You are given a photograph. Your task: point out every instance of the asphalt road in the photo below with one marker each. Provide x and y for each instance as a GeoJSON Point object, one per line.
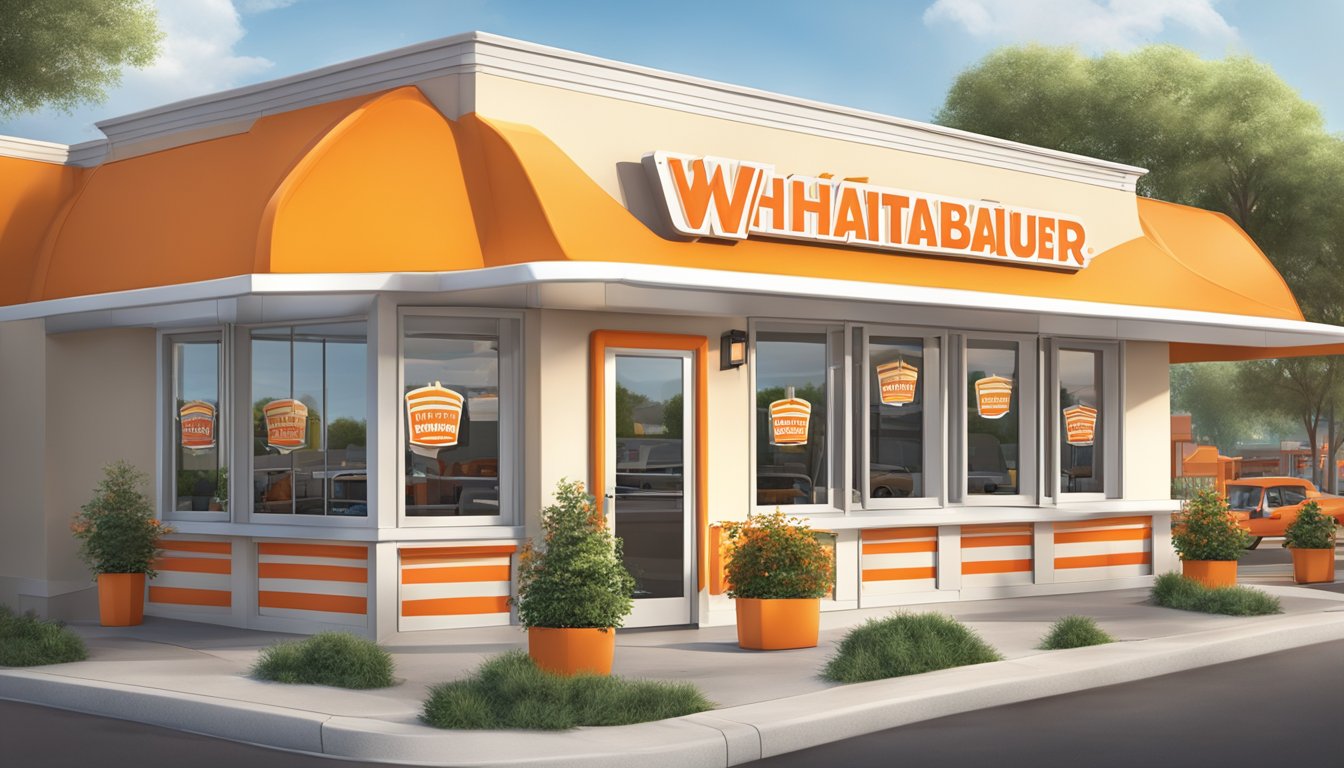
{"type": "Point", "coordinates": [1282, 709]}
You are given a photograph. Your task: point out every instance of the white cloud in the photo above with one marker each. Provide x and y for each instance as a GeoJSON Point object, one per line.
{"type": "Point", "coordinates": [1093, 24]}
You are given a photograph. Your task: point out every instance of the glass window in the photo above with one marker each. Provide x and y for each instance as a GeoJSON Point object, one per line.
{"type": "Point", "coordinates": [1082, 466]}
{"type": "Point", "coordinates": [309, 420]}
{"type": "Point", "coordinates": [993, 417]}
{"type": "Point", "coordinates": [199, 471]}
{"type": "Point", "coordinates": [792, 417]}
{"type": "Point", "coordinates": [897, 381]}
{"type": "Point", "coordinates": [452, 406]}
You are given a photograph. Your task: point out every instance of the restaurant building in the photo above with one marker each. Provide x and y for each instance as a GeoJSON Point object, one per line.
{"type": "Point", "coordinates": [356, 324]}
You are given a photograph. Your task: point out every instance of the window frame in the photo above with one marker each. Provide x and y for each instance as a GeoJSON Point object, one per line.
{"type": "Point", "coordinates": [168, 416]}
{"type": "Point", "coordinates": [1110, 418]}
{"type": "Point", "coordinates": [510, 330]}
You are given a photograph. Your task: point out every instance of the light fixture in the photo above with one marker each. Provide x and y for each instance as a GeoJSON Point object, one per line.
{"type": "Point", "coordinates": [733, 350]}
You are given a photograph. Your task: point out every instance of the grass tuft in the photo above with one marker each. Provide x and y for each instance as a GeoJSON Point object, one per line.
{"type": "Point", "coordinates": [28, 642]}
{"type": "Point", "coordinates": [906, 644]}
{"type": "Point", "coordinates": [1074, 632]}
{"type": "Point", "coordinates": [1175, 591]}
{"type": "Point", "coordinates": [511, 692]}
{"type": "Point", "coordinates": [327, 659]}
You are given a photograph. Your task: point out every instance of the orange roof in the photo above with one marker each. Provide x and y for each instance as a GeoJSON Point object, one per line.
{"type": "Point", "coordinates": [385, 183]}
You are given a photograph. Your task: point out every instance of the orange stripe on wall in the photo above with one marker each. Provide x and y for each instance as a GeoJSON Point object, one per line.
{"type": "Point", "coordinates": [315, 550]}
{"type": "Point", "coordinates": [454, 605]}
{"type": "Point", "coordinates": [454, 574]}
{"type": "Point", "coordinates": [898, 573]}
{"type": "Point", "coordinates": [312, 572]}
{"type": "Point", "coordinates": [194, 564]}
{"type": "Point", "coordinates": [996, 566]}
{"type": "Point", "coordinates": [1104, 560]}
{"type": "Point", "coordinates": [305, 601]}
{"type": "Point", "coordinates": [206, 546]}
{"type": "Point", "coordinates": [183, 596]}
{"type": "Point", "coordinates": [898, 546]}
{"type": "Point", "coordinates": [1114, 534]}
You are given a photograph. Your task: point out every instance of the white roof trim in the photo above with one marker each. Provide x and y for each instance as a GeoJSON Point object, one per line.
{"type": "Point", "coordinates": [480, 53]}
{"type": "Point", "coordinates": [1129, 322]}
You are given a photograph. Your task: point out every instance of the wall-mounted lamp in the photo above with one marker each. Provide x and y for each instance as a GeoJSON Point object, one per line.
{"type": "Point", "coordinates": [733, 350]}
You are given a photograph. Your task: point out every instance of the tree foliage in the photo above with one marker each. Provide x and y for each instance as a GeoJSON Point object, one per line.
{"type": "Point", "coordinates": [66, 53]}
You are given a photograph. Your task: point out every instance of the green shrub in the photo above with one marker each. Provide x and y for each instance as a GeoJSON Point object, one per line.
{"type": "Point", "coordinates": [327, 659]}
{"type": "Point", "coordinates": [1175, 591]}
{"type": "Point", "coordinates": [579, 579]}
{"type": "Point", "coordinates": [1311, 530]}
{"type": "Point", "coordinates": [906, 644]}
{"type": "Point", "coordinates": [1207, 530]}
{"type": "Point", "coordinates": [1074, 632]}
{"type": "Point", "coordinates": [777, 557]}
{"type": "Point", "coordinates": [28, 642]}
{"type": "Point", "coordinates": [511, 692]}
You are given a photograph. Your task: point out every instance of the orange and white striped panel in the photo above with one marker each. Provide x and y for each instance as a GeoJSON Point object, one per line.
{"type": "Point", "coordinates": [313, 581]}
{"type": "Point", "coordinates": [996, 556]}
{"type": "Point", "coordinates": [898, 560]}
{"type": "Point", "coordinates": [195, 574]}
{"type": "Point", "coordinates": [449, 587]}
{"type": "Point", "coordinates": [1108, 548]}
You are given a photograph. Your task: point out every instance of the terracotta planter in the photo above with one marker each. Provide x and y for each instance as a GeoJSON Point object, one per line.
{"type": "Point", "coordinates": [121, 599]}
{"type": "Point", "coordinates": [1313, 565]}
{"type": "Point", "coordinates": [571, 651]}
{"type": "Point", "coordinates": [778, 624]}
{"type": "Point", "coordinates": [1210, 572]}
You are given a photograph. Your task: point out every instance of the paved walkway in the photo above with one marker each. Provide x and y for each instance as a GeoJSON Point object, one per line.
{"type": "Point", "coordinates": [194, 677]}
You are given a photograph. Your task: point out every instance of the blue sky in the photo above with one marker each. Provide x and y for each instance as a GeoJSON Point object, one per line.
{"type": "Point", "coordinates": [895, 57]}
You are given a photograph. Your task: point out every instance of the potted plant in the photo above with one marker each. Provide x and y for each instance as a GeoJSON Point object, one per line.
{"type": "Point", "coordinates": [1311, 538]}
{"type": "Point", "coordinates": [118, 540]}
{"type": "Point", "coordinates": [1208, 541]}
{"type": "Point", "coordinates": [573, 591]}
{"type": "Point", "coordinates": [777, 572]}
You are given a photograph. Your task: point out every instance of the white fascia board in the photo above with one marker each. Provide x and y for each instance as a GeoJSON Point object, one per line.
{"type": "Point", "coordinates": [1051, 315]}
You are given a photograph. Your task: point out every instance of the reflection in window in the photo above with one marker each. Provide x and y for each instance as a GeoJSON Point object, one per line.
{"type": "Point", "coordinates": [792, 417]}
{"type": "Point", "coordinates": [992, 417]}
{"type": "Point", "coordinates": [1081, 463]}
{"type": "Point", "coordinates": [452, 417]}
{"type": "Point", "coordinates": [200, 478]}
{"type": "Point", "coordinates": [895, 417]}
{"type": "Point", "coordinates": [309, 420]}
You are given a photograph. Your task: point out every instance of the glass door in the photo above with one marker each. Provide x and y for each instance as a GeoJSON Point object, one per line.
{"type": "Point", "coordinates": [649, 478]}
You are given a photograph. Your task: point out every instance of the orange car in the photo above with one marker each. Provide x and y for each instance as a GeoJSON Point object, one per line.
{"type": "Point", "coordinates": [1265, 506]}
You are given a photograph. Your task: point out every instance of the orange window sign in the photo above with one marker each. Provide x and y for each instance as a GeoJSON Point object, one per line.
{"type": "Point", "coordinates": [735, 199]}
{"type": "Point", "coordinates": [286, 424]}
{"type": "Point", "coordinates": [196, 420]}
{"type": "Point", "coordinates": [1079, 424]}
{"type": "Point", "coordinates": [789, 420]}
{"type": "Point", "coordinates": [433, 417]}
{"type": "Point", "coordinates": [897, 382]}
{"type": "Point", "coordinates": [993, 397]}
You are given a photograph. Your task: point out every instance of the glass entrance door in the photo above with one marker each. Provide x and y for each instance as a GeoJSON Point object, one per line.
{"type": "Point", "coordinates": [649, 478]}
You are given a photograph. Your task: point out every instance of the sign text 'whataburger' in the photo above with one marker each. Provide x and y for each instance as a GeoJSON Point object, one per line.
{"type": "Point", "coordinates": [734, 199]}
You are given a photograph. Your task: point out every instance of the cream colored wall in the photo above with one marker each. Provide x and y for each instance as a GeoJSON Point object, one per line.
{"type": "Point", "coordinates": [629, 131]}
{"type": "Point", "coordinates": [558, 378]}
{"type": "Point", "coordinates": [1147, 437]}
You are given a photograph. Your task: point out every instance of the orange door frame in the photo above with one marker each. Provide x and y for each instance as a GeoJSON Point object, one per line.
{"type": "Point", "coordinates": [699, 346]}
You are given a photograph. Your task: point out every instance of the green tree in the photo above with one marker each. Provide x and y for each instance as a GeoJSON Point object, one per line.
{"type": "Point", "coordinates": [66, 53]}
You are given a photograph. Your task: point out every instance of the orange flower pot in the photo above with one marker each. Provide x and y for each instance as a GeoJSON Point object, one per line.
{"type": "Point", "coordinates": [570, 651]}
{"type": "Point", "coordinates": [1210, 572]}
{"type": "Point", "coordinates": [121, 599]}
{"type": "Point", "coordinates": [1313, 565]}
{"type": "Point", "coordinates": [778, 624]}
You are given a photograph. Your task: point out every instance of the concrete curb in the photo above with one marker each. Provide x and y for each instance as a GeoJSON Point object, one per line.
{"type": "Point", "coordinates": [710, 740]}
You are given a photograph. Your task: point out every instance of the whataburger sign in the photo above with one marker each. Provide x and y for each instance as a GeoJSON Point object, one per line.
{"type": "Point", "coordinates": [735, 199]}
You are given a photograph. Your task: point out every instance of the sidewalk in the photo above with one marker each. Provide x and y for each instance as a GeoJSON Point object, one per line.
{"type": "Point", "coordinates": [194, 677]}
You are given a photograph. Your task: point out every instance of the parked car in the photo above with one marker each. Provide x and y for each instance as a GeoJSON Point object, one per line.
{"type": "Point", "coordinates": [1266, 506]}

•••

*SET EXERCISE*.
Can you echo back, unchanged, the lines starting at the one that contains "of the sidewalk" and running through the last line of the records above?

*ANSWER TO THE TASK*.
You are given a photograph. Your task: point out every instance of the sidewalk in the photo above with one marker each. Provide x and y for each instance as a GeoJSON Point object, one per line.
{"type": "Point", "coordinates": [194, 677]}
You are given a photograph. Your task: point out every instance of the parked car in the photo above with one marker each. Provide x and y for each instance as a GeoJSON Point object, one per line.
{"type": "Point", "coordinates": [1266, 506]}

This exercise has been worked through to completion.